- [EXERCISE PROMPT]: From the listing below, copy out every line that contains the word "wing". Case counts.

══════════

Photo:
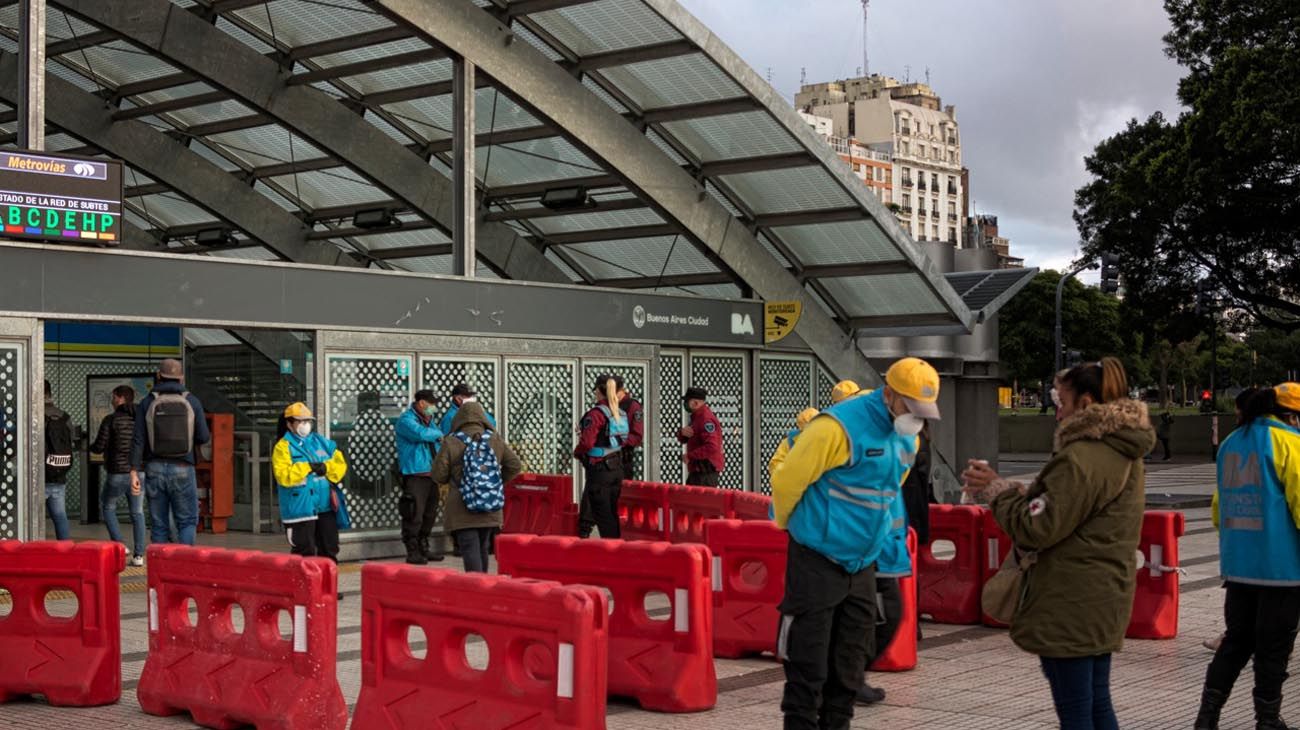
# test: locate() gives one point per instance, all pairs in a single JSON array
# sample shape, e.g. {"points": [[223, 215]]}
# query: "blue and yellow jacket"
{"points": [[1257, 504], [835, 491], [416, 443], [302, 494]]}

══════════

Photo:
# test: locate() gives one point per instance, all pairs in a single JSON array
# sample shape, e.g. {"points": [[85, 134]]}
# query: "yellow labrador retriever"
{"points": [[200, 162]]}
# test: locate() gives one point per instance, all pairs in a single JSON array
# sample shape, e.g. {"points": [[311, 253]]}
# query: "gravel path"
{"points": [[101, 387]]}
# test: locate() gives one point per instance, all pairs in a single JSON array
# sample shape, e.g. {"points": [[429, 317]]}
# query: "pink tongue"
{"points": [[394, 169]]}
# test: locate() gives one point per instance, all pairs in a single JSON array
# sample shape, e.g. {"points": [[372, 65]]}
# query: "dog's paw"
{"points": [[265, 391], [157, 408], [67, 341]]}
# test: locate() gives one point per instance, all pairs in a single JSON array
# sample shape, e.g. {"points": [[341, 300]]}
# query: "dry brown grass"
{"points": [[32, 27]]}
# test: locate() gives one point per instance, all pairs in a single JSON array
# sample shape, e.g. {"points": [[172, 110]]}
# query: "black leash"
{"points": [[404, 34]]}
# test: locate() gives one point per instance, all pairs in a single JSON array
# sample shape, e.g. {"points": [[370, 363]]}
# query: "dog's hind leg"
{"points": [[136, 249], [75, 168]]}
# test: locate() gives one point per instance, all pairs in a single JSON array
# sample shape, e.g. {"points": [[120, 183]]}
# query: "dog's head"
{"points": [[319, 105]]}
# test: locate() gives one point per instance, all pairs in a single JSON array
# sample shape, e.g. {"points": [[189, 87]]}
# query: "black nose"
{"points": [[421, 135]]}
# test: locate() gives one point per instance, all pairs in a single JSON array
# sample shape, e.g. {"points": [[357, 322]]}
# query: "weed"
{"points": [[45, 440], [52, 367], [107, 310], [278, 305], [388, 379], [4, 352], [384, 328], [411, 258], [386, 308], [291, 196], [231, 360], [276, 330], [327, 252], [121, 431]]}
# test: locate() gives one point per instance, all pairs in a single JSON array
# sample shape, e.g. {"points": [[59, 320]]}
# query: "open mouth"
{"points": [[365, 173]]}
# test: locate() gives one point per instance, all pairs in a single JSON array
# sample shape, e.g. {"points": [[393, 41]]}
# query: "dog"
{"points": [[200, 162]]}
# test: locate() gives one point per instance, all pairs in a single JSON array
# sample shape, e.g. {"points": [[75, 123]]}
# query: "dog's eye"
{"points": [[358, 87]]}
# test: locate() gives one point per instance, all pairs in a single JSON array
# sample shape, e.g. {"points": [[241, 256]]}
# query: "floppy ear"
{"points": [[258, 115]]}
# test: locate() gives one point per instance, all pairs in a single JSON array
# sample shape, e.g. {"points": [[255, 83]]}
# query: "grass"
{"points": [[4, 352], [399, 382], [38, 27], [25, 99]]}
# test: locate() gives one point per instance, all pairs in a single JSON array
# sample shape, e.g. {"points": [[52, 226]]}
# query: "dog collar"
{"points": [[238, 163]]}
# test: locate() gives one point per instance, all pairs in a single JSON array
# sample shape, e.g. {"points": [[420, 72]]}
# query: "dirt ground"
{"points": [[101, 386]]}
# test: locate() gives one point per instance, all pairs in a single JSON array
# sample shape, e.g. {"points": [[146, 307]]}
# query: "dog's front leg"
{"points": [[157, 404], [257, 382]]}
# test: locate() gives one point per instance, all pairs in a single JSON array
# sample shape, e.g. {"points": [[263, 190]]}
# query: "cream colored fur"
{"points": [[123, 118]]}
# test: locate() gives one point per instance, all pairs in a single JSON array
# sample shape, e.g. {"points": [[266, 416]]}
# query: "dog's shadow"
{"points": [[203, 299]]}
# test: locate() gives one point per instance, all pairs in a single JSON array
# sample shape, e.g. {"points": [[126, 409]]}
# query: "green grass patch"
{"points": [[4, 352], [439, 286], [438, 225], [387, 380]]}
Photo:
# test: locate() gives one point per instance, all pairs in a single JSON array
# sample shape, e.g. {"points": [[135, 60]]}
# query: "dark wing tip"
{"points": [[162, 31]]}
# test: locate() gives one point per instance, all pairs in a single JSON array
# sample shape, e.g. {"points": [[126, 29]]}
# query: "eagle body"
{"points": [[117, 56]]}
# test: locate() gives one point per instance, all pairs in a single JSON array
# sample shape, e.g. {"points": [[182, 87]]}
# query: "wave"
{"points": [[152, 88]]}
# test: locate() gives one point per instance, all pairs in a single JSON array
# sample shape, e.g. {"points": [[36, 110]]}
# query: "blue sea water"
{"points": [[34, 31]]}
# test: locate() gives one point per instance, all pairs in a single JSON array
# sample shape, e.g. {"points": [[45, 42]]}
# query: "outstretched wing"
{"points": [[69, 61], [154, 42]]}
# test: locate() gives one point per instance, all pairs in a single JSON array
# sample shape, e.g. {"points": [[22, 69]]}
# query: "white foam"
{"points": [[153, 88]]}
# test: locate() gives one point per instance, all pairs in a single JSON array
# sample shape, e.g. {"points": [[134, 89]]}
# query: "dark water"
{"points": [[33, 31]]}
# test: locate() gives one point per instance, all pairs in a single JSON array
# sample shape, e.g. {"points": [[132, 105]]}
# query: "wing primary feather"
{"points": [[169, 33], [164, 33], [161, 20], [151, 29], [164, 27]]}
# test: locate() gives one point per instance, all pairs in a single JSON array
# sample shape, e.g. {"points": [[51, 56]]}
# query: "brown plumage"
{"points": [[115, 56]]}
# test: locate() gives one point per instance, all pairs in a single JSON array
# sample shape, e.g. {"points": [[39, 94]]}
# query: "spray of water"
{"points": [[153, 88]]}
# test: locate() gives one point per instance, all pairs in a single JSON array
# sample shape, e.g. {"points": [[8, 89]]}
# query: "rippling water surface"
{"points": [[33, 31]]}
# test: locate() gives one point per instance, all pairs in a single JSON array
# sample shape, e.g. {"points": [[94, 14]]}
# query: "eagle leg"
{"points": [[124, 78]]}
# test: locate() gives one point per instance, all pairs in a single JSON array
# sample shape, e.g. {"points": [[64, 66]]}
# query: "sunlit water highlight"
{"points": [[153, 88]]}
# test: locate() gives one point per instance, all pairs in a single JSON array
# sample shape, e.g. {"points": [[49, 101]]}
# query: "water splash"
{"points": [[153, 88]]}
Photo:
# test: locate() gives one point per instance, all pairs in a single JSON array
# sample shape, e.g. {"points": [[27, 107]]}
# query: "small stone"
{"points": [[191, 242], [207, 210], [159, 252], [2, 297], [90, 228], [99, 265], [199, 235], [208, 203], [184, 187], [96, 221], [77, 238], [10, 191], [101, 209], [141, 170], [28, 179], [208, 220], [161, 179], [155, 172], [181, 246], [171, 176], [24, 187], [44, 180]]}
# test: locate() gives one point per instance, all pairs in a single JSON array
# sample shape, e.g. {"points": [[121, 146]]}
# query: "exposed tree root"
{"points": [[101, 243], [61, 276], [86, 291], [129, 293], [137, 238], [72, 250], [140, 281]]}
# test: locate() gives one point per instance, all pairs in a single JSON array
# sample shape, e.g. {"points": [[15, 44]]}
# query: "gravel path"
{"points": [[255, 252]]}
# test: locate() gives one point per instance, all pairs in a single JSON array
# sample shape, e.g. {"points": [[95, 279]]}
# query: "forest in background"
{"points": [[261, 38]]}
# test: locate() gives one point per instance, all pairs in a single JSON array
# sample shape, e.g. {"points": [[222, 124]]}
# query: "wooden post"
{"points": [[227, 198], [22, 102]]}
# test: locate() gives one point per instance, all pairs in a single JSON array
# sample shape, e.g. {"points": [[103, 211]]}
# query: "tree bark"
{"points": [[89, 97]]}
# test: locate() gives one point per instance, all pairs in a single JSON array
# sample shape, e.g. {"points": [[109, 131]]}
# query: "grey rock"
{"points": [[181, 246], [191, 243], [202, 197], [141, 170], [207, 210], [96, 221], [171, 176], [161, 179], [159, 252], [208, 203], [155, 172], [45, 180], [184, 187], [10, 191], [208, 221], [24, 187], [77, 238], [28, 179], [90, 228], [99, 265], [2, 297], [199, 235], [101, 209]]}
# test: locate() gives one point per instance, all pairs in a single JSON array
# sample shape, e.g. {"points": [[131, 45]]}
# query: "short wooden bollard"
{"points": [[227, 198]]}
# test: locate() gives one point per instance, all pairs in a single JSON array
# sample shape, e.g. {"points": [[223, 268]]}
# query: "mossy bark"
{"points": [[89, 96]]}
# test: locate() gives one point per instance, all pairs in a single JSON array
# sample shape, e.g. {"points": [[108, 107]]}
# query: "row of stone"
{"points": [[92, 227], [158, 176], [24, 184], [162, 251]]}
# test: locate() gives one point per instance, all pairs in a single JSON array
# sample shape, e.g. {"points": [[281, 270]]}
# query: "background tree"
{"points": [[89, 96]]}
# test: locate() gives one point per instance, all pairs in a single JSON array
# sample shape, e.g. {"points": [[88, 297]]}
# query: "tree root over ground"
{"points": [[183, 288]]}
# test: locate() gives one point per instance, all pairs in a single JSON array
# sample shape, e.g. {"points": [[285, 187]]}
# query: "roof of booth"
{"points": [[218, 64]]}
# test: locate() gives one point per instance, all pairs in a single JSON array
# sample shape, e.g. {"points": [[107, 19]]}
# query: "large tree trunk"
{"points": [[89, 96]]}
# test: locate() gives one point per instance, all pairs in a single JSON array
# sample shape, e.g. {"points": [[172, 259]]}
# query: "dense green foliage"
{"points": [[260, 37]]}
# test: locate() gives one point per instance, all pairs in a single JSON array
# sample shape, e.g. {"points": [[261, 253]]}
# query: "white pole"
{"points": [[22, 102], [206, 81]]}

══════════

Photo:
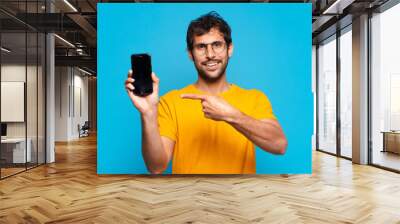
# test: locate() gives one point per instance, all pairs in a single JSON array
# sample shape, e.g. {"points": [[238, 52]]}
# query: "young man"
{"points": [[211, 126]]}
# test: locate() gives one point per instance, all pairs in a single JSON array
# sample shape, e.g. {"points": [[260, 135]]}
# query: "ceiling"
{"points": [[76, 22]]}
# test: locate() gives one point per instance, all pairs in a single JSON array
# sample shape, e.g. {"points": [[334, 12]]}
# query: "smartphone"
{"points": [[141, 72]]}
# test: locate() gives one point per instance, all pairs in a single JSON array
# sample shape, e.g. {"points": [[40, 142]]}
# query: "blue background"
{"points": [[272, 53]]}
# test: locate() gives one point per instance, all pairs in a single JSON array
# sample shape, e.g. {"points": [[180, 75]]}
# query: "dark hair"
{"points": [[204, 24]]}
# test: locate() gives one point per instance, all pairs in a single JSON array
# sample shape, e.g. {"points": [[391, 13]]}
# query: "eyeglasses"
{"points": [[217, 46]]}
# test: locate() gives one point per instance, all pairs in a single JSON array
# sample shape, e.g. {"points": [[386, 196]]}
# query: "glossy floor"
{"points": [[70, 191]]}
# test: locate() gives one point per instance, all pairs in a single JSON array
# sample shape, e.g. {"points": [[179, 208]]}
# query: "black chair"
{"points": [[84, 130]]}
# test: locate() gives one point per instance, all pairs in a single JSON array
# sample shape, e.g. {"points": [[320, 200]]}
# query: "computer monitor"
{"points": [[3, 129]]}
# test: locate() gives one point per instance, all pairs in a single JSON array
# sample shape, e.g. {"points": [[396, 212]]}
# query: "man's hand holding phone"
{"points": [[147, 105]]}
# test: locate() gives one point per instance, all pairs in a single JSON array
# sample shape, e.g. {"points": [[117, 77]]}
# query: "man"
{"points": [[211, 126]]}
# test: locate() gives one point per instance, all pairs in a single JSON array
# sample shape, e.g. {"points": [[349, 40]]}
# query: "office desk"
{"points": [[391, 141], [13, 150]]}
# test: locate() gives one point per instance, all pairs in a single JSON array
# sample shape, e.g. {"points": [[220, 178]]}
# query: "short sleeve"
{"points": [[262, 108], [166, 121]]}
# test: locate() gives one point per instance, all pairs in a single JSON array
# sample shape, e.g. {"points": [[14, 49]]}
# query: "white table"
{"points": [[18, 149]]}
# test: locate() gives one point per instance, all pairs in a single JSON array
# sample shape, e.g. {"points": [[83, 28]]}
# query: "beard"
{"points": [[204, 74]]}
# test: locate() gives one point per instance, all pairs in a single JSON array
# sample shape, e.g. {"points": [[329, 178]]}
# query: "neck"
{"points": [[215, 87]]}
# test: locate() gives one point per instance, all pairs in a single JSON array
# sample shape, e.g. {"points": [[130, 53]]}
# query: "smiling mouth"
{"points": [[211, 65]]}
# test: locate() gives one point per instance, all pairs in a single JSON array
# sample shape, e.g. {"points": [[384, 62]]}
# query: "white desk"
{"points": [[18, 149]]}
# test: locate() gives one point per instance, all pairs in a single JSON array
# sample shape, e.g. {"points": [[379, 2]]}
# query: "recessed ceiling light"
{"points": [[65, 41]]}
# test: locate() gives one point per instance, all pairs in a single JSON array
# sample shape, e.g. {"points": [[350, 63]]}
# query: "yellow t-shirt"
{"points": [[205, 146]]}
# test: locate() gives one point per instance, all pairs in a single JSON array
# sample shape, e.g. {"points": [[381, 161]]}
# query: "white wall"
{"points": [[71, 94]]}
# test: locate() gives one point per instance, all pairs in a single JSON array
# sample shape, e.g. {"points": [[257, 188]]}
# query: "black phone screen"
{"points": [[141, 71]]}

══════════

- [WRITTEN REPLY]:
# query: "dark wing tip"
# query: "outstretched wing"
# query: "wing primary feather"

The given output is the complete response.